A business model describes the rationale of how an organization creates, delivers, and captures value, in economic, social, cultural or other contexts. The process of business model construction is part of business strategy.

In theory and practice, the term business model is used for a broad range of informal and formal descriptions to represent core aspects of a business, including purpose, business process, target customers, offerings, strategies, infrastructure, organizational structures, sourcing, trading practices, and operational processes and policies including culture. The literature has provided very diverse interpretations and definitions of a business model. A systematic review and analysis of manager responses to a survey defines business models as the design of organizational structures to enact a commercial opportunity. Further extensions to this design logic emphasize the use of narrative or coherence in business model descriptions as mechanisms by which entrepreneurs create extraordinarily successful growth firms.

Business models are used to describe and classify businesses, especially in an entrepreneurial setting, but they are also used by managers inside companies to explore possibilities for future development. Well-known business models can operate as “recipes” for creative managers. Business models are also referred to in some instances within the context of accounting for purposes of public reporting.

- Information supplied
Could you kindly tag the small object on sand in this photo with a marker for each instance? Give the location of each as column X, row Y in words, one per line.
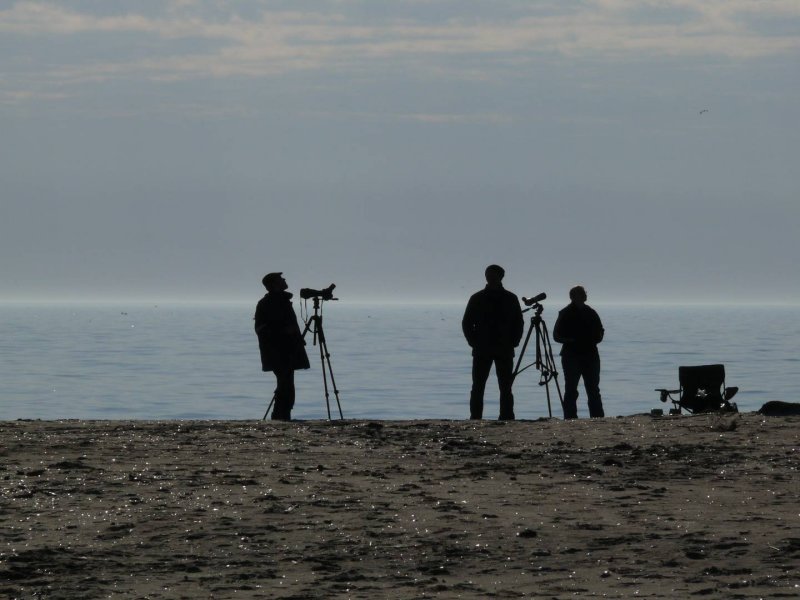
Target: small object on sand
column 776, row 408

- Task to complete
Duplicate the whole business model text word for word. The material was taken from a different source.

- Exercise output
A business model describes the rationale of how an organization creates, delivers, and captures value, in economic, social, cultural or other contexts. The process of business model construction is part of business strategy.

In theory and practice, the term business model is used for a broad range of informal and formal descriptions to represent core aspects of a business, including purpose, business process, target customers, offerings, strategies, infrastructure, organizational structures, sourcing, trading practices, and operational processes and policies including culture. The literature has provided very diverse interpretations and definitions of a business model. A systematic review and analysis of manager responses to a survey defines business models as the design of organizational structures to enact a commercial opportunity. Further extensions to this design logic emphasize the use of narrative or coherence in business model descriptions as mechanisms by which entrepreneurs create extraordinarily successful growth firms.

Business models are used to describe and classify businesses, especially in an entrepreneurial setting, but they are also used by managers inside companies to explore possibilities for future development. Well-known business models can operate as “recipes” for creative managers. Business models are also referred to in some instances within the context of accounting for purposes of public reporting.